- _GOAL OF THE EXERCISE_: Output as a numbered list the lines of the records below, starting at the line containing "Locate the rider's" and ending at the final line of the records, leaving out blank lines.

Object-pointing dataset rows
┌──
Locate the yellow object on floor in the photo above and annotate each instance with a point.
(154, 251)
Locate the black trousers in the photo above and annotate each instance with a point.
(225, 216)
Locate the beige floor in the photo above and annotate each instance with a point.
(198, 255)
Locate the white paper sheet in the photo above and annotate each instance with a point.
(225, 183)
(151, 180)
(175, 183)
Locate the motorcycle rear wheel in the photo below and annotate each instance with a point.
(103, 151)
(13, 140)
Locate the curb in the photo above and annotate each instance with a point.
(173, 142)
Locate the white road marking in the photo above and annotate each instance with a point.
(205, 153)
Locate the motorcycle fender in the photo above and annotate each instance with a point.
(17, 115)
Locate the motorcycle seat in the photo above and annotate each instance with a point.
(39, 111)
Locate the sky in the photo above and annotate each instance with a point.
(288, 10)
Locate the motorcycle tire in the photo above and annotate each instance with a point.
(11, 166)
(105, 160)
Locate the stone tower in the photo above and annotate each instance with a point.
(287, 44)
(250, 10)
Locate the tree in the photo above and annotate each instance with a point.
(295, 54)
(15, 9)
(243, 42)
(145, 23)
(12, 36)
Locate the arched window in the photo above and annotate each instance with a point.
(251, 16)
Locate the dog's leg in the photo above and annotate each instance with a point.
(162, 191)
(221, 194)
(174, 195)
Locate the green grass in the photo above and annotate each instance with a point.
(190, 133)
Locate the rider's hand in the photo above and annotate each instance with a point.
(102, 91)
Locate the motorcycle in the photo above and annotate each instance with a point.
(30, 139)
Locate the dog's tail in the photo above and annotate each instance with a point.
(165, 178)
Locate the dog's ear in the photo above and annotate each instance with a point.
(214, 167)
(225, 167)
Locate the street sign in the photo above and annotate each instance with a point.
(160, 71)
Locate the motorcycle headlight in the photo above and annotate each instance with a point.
└──
- _RESULT BELOW_:
1. Locate the rider's hand in the photo above and annotate each instance with a point.
2. (102, 91)
3. Locate the motorcycle in the photo above and annotate each instance with a point.
4. (30, 139)
5. Locate the dog's tail in the photo above and annotate each instance with a point.
6. (165, 178)
7. Locate the dog's ear in the photo above and annotate each instance with a point.
8. (214, 167)
9. (225, 167)
10. Locate the street sign in the photo above and annotate each instance with a point.
11. (160, 71)
12. Locate the motorcycle headlight in the photo above and annotate each instance with a point.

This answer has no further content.